--- start of DATA SUPPLIED ---
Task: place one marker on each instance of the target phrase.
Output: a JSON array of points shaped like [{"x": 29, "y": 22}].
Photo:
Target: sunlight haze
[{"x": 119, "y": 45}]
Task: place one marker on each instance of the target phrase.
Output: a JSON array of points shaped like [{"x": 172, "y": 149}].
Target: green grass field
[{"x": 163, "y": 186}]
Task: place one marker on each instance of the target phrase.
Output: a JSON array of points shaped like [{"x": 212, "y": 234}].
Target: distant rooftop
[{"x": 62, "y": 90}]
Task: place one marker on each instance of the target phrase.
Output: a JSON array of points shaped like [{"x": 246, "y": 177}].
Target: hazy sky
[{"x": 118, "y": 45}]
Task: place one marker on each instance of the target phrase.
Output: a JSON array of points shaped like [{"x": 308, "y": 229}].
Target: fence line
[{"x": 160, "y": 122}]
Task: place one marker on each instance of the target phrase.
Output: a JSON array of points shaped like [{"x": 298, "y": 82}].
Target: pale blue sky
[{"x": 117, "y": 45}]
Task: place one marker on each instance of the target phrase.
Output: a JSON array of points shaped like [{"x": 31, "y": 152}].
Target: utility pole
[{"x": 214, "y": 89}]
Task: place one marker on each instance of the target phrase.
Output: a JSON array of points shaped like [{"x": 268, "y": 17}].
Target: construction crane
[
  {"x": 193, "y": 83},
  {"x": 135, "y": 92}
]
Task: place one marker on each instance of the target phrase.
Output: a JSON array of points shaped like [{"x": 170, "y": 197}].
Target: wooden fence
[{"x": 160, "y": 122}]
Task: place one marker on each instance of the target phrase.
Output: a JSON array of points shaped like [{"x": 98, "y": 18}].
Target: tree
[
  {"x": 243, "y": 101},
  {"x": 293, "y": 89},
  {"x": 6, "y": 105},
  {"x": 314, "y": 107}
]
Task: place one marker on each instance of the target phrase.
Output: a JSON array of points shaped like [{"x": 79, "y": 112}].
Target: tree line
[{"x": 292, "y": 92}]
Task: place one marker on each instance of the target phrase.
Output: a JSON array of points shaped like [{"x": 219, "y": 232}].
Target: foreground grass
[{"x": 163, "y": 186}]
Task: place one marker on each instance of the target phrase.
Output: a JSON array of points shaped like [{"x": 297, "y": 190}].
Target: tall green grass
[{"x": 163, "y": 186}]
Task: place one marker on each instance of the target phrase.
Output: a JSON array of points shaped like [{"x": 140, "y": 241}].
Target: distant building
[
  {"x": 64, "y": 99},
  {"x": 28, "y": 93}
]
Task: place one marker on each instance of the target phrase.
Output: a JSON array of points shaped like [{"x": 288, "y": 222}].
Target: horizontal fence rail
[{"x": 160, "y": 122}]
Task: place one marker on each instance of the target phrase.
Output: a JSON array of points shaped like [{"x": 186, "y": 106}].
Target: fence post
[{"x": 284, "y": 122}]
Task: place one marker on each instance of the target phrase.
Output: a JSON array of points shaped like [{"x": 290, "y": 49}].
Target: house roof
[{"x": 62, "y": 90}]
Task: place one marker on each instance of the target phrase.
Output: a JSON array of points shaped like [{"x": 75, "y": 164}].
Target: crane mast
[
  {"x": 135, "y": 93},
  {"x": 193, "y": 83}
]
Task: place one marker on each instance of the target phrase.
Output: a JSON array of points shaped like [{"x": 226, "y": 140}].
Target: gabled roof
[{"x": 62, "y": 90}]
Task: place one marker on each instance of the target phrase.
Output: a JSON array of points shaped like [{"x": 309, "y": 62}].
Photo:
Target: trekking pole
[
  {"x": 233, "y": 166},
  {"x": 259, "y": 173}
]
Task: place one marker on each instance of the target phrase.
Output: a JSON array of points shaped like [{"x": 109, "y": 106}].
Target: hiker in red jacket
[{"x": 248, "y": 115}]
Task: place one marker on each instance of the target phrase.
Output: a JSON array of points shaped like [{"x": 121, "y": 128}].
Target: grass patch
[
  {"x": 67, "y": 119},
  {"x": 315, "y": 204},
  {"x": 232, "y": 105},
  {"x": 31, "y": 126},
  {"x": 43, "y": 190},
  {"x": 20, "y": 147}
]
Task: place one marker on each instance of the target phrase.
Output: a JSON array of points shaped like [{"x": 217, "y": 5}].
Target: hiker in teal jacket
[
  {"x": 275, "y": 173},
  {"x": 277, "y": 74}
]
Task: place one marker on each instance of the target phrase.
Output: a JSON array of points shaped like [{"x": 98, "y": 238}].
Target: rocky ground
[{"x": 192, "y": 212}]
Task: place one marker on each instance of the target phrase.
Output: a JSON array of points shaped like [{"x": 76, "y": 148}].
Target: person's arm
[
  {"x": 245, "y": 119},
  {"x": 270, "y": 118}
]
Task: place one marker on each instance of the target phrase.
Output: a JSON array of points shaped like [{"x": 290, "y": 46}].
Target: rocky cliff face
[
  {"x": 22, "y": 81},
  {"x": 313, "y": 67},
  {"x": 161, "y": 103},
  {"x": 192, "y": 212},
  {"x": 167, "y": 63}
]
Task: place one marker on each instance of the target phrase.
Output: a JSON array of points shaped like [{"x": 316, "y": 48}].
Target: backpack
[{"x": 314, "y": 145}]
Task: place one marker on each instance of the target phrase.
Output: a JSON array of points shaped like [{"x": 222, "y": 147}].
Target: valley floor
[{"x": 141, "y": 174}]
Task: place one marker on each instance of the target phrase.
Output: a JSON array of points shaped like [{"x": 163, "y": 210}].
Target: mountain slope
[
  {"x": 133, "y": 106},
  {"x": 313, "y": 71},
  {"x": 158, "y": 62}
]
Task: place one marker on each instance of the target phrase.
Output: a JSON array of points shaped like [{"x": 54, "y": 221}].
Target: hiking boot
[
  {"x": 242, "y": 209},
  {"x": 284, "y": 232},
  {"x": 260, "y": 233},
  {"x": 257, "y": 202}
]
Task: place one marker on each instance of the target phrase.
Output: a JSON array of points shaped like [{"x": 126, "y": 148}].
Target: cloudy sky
--- end of DATA SUPPLIED ---
#### GIVEN PROBLEM:
How many lines in the data above contain the string "pole"? Case counts. Reply with the number only.

#### EXPECTED OUTPUT:
2